PROBLEM TO SOLVE ▸ Using the data below, restate exactly every line from the one with "Target: raincoat sleeve" up to and including the one with "Target: river water". No picture belongs in it.

[Dataset entries]
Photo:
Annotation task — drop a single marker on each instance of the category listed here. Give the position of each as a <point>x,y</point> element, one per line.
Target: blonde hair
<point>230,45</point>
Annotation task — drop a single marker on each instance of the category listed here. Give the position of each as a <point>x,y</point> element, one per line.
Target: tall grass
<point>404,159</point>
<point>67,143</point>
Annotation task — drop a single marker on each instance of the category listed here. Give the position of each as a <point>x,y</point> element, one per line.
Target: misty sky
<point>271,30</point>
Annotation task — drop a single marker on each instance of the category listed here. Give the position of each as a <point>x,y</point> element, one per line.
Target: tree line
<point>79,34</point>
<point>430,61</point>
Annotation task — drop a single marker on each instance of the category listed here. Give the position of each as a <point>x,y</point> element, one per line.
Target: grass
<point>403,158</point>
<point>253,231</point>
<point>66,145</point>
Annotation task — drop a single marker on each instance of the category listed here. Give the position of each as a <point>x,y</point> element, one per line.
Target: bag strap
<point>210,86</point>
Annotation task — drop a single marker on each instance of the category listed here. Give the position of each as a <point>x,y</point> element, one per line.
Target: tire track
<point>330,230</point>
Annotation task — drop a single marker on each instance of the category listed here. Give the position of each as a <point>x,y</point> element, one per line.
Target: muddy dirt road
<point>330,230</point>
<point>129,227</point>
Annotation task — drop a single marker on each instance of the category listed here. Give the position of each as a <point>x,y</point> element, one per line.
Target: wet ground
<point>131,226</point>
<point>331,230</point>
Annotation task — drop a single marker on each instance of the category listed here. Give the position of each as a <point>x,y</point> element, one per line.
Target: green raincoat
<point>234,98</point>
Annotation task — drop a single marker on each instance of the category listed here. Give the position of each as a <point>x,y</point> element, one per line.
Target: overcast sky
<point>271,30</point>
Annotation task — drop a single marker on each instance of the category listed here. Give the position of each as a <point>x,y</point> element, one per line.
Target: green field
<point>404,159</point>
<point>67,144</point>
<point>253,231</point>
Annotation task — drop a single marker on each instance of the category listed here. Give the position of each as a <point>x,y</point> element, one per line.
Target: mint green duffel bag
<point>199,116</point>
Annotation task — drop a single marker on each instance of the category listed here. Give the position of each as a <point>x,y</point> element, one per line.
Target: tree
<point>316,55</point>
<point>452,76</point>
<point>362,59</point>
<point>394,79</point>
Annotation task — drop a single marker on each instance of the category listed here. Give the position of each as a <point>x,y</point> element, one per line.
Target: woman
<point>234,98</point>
* * *
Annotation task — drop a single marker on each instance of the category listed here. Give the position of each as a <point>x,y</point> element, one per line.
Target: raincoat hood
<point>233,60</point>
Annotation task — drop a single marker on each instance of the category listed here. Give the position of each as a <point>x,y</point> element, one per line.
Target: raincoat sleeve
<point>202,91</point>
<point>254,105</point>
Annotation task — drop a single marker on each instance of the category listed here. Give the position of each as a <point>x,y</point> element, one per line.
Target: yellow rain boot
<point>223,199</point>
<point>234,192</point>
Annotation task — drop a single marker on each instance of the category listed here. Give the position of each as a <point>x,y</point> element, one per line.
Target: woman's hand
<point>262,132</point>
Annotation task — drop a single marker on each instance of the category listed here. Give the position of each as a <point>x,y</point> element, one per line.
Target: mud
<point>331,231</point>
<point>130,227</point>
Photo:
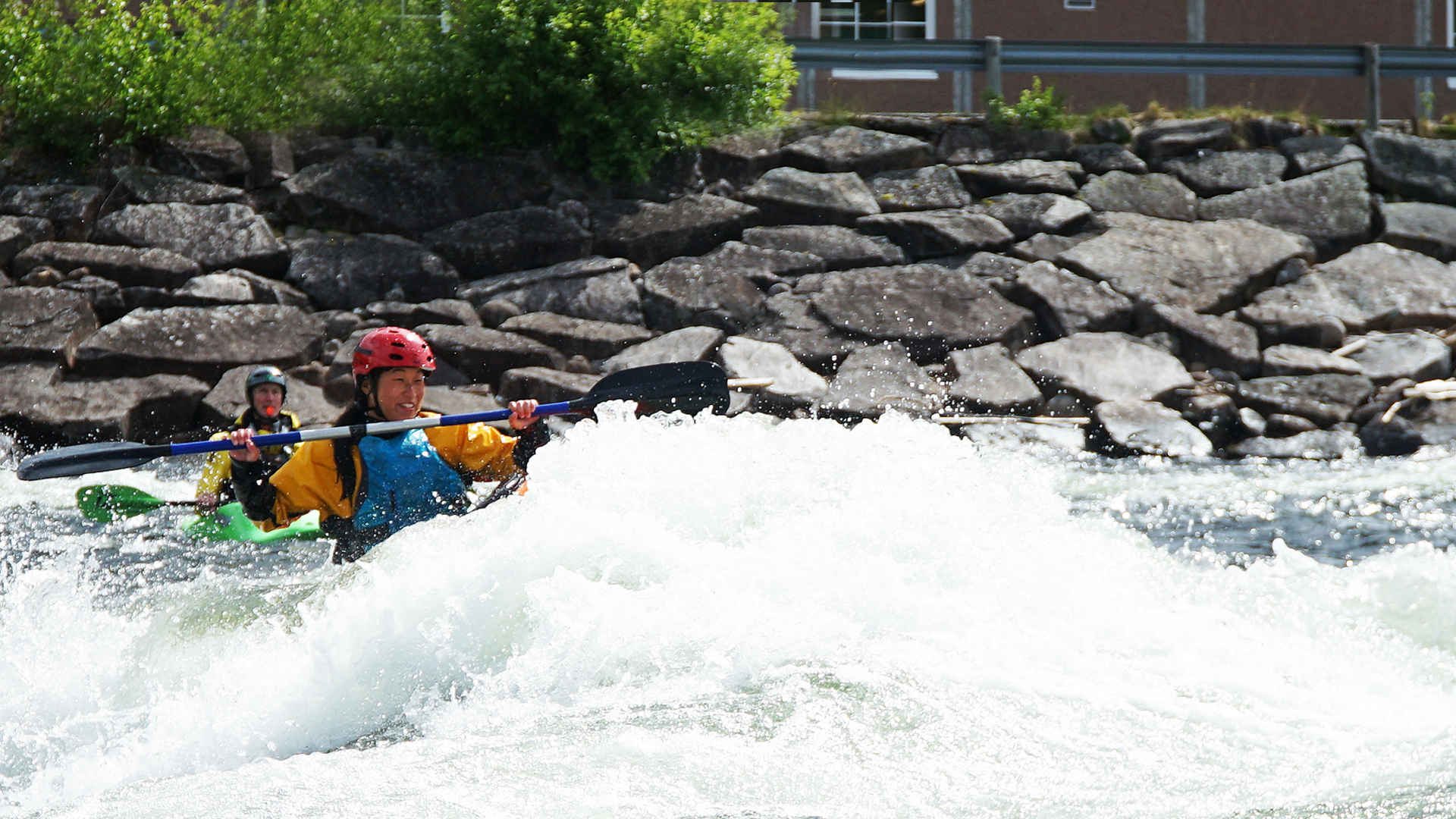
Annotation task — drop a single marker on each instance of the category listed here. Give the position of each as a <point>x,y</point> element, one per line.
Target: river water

RESPONSE AREA ▸
Target: raincoat sleeve
<point>202,91</point>
<point>254,105</point>
Annotation task — drop a single marker on each instance of the category listed here. Give the position of each as a <point>x,y</point> element, one per line.
Target: yellow rain boot
<point>223,199</point>
<point>234,192</point>
Annotation task — drop a single marker on each instance of the category listed here. Give the position of each as a <point>x,y</point> element, one per line.
Target: woman's hand
<point>262,132</point>
Annotation task — drop a single marker on each instance of the category listed here. Give the position of each as a <point>x,y</point> element, one per line.
Target: mud
<point>331,231</point>
<point>130,227</point>
Photo:
Annotation task — drop a single marker on each instance of the category listed here. Give the position of each as a <point>x,y</point> element, one per line.
Target: river water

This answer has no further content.